▸ Your task:
Locate each line below that contains the word "integer", and copy every such line. Letter case matters, so count only matches with the same capitalization.

Detection examples:
— Begin —
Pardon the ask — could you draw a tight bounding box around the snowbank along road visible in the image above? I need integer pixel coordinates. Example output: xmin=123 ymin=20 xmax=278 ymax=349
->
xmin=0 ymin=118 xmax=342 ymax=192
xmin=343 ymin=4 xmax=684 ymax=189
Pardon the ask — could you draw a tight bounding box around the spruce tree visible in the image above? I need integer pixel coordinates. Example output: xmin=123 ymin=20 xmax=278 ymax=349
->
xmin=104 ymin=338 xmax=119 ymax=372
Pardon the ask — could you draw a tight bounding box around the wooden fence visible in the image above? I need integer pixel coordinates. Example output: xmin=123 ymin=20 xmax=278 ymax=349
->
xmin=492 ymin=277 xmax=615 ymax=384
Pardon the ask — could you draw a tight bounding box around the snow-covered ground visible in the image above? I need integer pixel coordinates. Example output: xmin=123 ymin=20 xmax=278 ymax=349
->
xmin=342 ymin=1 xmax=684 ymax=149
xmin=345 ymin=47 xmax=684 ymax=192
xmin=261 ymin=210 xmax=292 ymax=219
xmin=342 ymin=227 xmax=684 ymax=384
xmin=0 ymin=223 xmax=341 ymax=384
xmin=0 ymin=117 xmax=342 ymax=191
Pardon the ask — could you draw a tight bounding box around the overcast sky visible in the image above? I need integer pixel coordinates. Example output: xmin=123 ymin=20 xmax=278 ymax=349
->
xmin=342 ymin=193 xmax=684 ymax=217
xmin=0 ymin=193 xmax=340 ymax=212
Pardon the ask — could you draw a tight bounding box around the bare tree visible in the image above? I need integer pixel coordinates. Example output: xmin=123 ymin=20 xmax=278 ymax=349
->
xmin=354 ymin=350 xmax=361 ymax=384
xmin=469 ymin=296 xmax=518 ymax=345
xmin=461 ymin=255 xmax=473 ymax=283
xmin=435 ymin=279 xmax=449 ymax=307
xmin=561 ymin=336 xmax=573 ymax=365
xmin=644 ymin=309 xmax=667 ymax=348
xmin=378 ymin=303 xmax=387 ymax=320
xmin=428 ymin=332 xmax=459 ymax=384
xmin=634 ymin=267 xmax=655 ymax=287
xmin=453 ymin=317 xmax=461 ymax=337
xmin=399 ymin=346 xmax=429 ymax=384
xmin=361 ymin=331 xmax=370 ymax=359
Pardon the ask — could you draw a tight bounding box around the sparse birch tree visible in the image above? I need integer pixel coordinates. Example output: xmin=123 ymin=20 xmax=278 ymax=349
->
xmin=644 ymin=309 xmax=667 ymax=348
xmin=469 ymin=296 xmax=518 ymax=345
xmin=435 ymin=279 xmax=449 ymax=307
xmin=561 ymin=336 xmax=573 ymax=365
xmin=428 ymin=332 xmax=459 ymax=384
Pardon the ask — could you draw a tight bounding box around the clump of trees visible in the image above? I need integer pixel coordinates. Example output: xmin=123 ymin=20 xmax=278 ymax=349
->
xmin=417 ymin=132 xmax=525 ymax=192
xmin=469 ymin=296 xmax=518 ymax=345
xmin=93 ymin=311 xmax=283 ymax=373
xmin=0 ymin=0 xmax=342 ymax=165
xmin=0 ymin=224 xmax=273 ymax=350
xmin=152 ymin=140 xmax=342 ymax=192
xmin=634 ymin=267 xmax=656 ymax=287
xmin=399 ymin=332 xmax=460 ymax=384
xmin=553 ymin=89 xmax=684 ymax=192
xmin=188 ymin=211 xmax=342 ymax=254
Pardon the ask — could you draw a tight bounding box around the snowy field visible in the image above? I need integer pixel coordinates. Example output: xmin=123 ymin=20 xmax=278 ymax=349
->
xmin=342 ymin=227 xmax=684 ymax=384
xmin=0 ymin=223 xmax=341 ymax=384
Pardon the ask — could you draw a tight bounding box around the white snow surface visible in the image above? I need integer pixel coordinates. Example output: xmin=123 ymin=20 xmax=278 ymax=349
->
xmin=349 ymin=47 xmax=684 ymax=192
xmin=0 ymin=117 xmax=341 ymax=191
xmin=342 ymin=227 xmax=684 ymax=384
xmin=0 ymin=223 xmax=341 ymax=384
— End —
▸ Problem solution:
Pardon the ask — could you draw a tight bounding box around the snowbank along road visible in the image above? I need integer pixel coordinates. Example output: xmin=123 ymin=20 xmax=278 ymax=349
Pardon the ask — could you draw a tight bounding box around the spruce tree visible in the image above? I need integer pixel coordinates. Example output: xmin=123 ymin=20 xmax=278 ymax=349
Pardon the ask — could you draw a tight bounding box around the wooden fence visible in the image above? I need integer pixel coordinates. Example output: xmin=123 ymin=20 xmax=278 ymax=349
Pardon the ask — could you draw a tight bounding box around the snow-covered ground visible in the image above? I need integer pixel coordinates. Example output: xmin=123 ymin=20 xmax=278 ymax=349
Pardon the ask — could you draw a tight bounding box around the overcast sky visible in the image above? I need integer pixel coordinates. Example output: xmin=123 ymin=20 xmax=278 ymax=349
Pardon the ask — could you draw a tight bounding box around the bare tree visible in the image above? I need integer pixel coordinates. Example output: xmin=123 ymin=20 xmax=278 ymax=349
Pardon the ask — could you draw a tight bounding box around the sparse birch tree visible in the image above? I need integer pixel coordinates. Example output: xmin=123 ymin=20 xmax=278 ymax=349
Pardon the ask — could you draw a tight bounding box around the clump of trees visible in the image above? I need integer pixel coordinates. Example output: xmin=123 ymin=20 xmax=278 ymax=349
Pardon the ask — could you draw a tight bounding box around the snowy field visible in the image above? I need integer pixel coordinates. Example output: xmin=123 ymin=20 xmax=278 ymax=349
Pardon the ask — could you draw a tight bounding box around the white snow surface visible in the image above? I need integer pixel coordinates. Example output: xmin=123 ymin=20 xmax=278 ymax=349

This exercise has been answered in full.